適材適所、打って出た瀧澤博人、ヒジ打ちの攻防
左ジャブは最後まで活きた瀧澤博人
◆第5試合 67.0㎏契約3回戦
JKAウェルター級チャンピオン.大地・フォージャー(誠真/ 67.0kg)18戦8勝(6KO)9敗1分
VS
土屋忍(元・WPMF日本スーパーライト級8位/KUNISNIPE旭/ 66.8kg)
17戦8勝(1KO)7敗2分
勝者:大地・フォージャー / TKO 3R 1:25
主審:少白竜
初回からローキック、ミドル、ハイキックとパンチでのプレッシャーの掛け合いから大地フォージャーが手応え掴んで圧力増し、主導権を奪った流れで攻勢を維持。土屋忍は出難い展開で余裕無くなり攻め倦む。
第2ラウンドに大地はニュートラルコーナーでヒジ打ちもヒットか、土屋の左眉もカット。
第3ラウンド、大地は右ハイキックからパンチ連打し、ロープ際でヒザ蹴りで圧倒。大地は左フックか、土屋をノックダウンさせ、更にパンチで追ってヒザ蹴りで攻め、打ち返して来る土屋に、右ストレートで止めを刺すノーカウントのレフェリーストップとなった。

課題 -
大地・フォージャー対土屋忍の試合を伝えるキックボクシング記事の続きを、最後の文の後から書いてください。 ここから先の資料は使わなくても構いません。

資料抜粋 -

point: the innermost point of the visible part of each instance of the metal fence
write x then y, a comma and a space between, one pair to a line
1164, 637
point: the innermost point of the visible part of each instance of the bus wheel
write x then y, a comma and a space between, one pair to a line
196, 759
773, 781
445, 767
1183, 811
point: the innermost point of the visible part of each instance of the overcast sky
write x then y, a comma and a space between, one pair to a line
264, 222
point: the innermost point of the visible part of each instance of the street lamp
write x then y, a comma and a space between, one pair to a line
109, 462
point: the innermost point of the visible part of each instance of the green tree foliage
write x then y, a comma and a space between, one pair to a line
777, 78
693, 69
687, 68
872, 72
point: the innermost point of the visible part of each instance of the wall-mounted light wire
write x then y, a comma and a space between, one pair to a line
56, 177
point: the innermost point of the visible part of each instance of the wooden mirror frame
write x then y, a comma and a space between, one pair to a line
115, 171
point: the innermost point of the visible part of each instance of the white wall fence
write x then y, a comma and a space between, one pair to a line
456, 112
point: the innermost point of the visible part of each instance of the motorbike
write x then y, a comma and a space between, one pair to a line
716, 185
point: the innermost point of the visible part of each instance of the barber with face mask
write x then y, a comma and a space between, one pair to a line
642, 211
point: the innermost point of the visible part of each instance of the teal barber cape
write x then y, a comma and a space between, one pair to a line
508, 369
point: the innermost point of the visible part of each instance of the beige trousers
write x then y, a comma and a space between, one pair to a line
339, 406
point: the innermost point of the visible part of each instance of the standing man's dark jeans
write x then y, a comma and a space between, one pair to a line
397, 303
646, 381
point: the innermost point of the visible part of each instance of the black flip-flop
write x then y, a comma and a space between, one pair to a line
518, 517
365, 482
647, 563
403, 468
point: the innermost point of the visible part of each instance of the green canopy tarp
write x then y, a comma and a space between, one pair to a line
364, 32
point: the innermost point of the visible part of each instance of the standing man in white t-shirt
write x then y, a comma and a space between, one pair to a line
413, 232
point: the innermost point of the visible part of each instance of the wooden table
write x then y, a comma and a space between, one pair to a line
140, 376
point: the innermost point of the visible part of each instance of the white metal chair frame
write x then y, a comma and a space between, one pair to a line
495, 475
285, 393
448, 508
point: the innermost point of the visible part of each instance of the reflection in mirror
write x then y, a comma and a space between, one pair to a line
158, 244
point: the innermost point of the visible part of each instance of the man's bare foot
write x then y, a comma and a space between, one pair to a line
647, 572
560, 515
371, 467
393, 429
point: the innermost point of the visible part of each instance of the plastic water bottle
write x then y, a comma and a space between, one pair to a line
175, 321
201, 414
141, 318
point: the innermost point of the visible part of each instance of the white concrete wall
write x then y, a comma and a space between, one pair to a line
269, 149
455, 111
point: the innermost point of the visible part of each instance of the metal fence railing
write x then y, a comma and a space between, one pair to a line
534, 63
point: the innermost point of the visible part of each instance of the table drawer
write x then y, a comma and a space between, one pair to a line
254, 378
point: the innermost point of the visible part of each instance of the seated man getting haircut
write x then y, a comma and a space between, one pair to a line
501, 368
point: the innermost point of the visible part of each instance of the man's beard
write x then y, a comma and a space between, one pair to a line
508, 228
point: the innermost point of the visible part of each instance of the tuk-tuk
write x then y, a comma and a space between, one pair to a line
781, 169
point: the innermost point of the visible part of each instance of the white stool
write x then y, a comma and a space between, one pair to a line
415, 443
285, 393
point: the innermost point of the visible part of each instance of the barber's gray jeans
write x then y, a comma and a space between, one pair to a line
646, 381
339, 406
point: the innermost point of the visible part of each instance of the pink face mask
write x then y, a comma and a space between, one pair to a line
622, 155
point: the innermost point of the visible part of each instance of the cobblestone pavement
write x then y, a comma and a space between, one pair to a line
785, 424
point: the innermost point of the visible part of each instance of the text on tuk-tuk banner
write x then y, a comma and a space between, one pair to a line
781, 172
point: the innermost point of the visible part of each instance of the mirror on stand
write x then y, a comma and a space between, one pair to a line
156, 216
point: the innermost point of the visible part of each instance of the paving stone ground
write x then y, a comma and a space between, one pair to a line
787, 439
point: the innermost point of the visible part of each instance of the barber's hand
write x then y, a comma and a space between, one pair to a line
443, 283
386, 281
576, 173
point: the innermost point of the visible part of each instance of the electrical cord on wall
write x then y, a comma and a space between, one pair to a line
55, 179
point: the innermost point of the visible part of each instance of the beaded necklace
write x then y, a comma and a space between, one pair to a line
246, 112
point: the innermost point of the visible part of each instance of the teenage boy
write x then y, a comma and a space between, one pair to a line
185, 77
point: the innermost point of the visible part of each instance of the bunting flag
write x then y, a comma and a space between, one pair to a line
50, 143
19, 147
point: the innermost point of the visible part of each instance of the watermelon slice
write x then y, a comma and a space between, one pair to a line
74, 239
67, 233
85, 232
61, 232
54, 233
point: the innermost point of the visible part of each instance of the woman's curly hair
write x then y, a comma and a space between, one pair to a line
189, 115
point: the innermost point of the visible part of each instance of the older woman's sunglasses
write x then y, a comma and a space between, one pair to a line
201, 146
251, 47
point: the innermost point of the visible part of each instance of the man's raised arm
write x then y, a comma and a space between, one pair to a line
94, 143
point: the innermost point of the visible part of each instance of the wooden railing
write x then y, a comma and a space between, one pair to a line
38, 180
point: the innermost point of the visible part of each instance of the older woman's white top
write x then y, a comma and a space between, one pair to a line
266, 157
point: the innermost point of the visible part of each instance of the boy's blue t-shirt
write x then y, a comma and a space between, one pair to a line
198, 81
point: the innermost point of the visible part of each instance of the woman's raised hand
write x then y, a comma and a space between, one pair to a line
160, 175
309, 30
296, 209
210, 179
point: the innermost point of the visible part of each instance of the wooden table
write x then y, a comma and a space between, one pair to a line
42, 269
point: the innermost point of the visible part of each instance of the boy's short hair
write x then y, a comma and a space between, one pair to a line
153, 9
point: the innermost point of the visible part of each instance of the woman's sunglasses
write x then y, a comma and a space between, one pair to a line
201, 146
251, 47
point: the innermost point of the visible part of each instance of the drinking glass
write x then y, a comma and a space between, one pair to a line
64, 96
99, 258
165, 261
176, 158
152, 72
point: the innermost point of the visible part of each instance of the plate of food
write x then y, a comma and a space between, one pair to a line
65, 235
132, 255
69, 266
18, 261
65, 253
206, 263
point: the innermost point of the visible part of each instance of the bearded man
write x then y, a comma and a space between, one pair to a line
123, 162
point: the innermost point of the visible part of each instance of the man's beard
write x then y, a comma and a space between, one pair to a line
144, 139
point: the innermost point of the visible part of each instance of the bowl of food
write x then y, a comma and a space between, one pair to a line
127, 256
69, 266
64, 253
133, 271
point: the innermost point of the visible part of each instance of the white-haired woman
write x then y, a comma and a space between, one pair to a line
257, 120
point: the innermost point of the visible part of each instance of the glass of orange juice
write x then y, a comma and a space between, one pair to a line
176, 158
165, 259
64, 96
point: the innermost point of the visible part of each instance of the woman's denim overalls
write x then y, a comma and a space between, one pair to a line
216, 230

解答 -
大地フォージャーが仕留めた右ストレート、土屋忍を倒す
◆第4試合 73.0㎏契約3回戦
バス・レンジャージム(タイ/ 72.8kg)おおよそ190戦
VS
KONZISI BADBOY(KUNISNIPE旭/ 72.7kg)10戦7勝(3KO)3敗
勝者:バス・レンジャージム / 判定3-0
主審:勝本剛司
副審:椎名29-28. 中山29-28. 少白竜30-28
KONZISIが積極的に蹴りからパンチで攻めると応戦したバス。3ラウンド終了までにスタミナ使い果たしたような獰猛な蹴りとパンチの打ち合いの中、ヘロヘロになりながら最後まで蹴りの出た両者。KONZISIもアグレッシブな勝ちに行く姿勢を見せ前進、バスを疲れさせたが、的確差で上手さを見せたバスが判定勝利。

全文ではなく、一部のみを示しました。